§ **AIM OF THE EXERCISE**: Rewrite the lines below with every "receives one point" changed to "gets a single point" and everything else left as it is. Leave the pictures out of your version.

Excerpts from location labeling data
(begin)

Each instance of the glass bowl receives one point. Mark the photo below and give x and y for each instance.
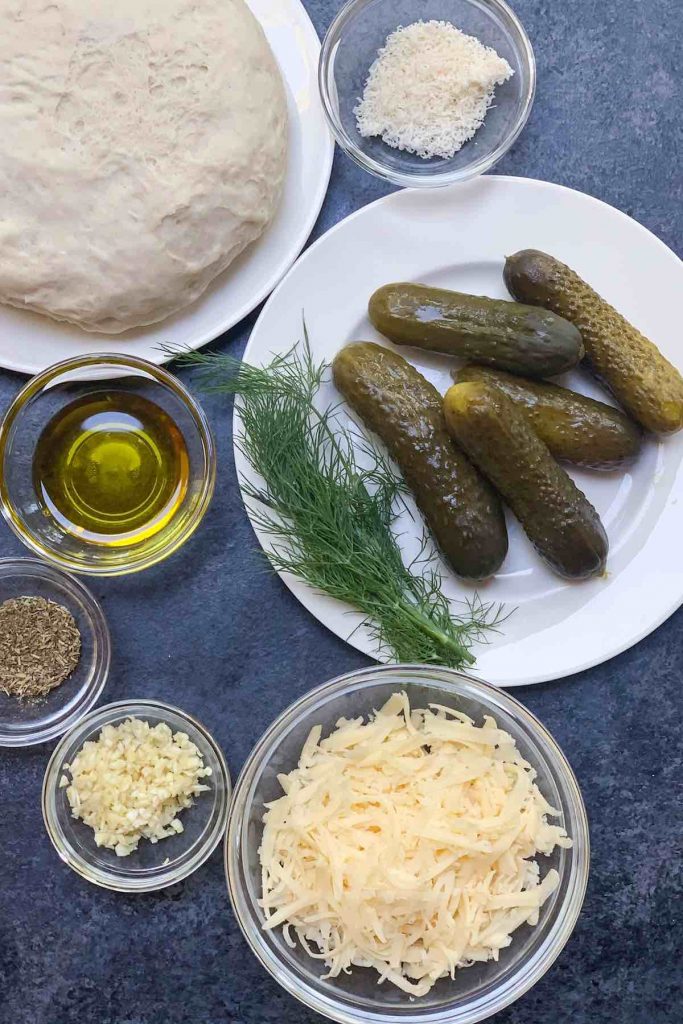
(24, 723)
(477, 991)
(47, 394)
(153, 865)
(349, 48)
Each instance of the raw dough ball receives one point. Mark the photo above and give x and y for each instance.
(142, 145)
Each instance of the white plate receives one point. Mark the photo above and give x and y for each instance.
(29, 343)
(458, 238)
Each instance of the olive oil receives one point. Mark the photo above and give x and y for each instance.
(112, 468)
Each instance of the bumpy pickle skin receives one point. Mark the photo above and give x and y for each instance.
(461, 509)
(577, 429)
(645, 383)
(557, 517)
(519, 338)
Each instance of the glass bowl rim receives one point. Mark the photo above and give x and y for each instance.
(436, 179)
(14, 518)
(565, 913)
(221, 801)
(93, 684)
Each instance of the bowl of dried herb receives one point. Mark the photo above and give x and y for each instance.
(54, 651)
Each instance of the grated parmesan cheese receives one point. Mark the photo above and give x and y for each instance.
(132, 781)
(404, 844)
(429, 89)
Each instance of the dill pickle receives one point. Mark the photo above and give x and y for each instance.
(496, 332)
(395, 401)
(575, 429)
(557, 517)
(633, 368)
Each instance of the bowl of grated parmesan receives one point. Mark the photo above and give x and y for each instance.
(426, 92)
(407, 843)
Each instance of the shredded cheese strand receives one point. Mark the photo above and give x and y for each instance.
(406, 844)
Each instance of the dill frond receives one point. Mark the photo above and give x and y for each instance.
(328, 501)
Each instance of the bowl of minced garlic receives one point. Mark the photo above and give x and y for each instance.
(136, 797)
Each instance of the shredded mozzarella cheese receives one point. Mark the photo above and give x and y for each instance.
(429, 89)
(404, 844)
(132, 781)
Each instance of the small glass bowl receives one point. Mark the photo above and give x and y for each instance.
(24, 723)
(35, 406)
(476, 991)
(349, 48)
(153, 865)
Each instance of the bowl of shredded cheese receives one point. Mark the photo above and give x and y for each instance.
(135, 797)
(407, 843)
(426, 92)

(end)

§ **WRITTEN RESPONSE**:
Each instance of the glass bowl gets a single point. Mark the photo below and give x and y for each instance.
(24, 723)
(477, 991)
(47, 394)
(153, 865)
(349, 48)
Each instance of the raw dough ball gets a single point. Mark the photo above and give x and y for each instance.
(142, 145)
Each instance of the white plate gets a single point. Mark the photo above and give x and y for each instance.
(29, 343)
(458, 238)
Each instance of the olive oil gets a single point. Mark the photo above and give x and y for each instance.
(112, 468)
Each instance of the bumpy pickle skin gets a single point. Mark the photo above and give x and y for each instance.
(461, 509)
(577, 429)
(645, 383)
(557, 517)
(519, 338)
Each instance of the glass bowl rim gets a single point. Mark the photo above and give x and y for each instance.
(436, 179)
(14, 518)
(565, 913)
(221, 801)
(93, 684)
Each instance of the bowl of dried herb gets a single point. Mark the photo above and give x and y for each instance.
(54, 651)
Each instance of the grated parmesan cheese gets a single point. Mark the photo above and give x and y for each instance.
(132, 781)
(404, 844)
(429, 89)
Each instance of the dill pickle gets a single point. Mark the photo above and give x and y for each instance.
(496, 332)
(395, 401)
(575, 429)
(557, 517)
(633, 368)
Each instance of the bowl of grated parmesan gets a single point. Mark the photo above and give x and y for each instance.
(426, 92)
(407, 843)
Each instance of the shredded cheese strand gets a single point. Mark the photo above and give x and y for each instance.
(406, 844)
Each instance of the dill frond gets a single point. Mark the photo above and give x and y for each instance.
(328, 501)
Each instance of the bowl of minced garlic gets a single point. Mark the photo above and give x and y for each instance.
(136, 797)
Each instance of the shredded mozzarella cheese gets a single point. Mark the photo above and give x and y for each instance.
(429, 89)
(404, 844)
(132, 781)
Each instance of the small glass bowl gets a single point. Mark the photo above and give x and y for each instance.
(24, 723)
(35, 406)
(476, 991)
(349, 48)
(153, 865)
Each instance of the bowl of shredded cheese gets a single point. Mark the photo above and give x and y for each instance.
(135, 797)
(407, 843)
(426, 92)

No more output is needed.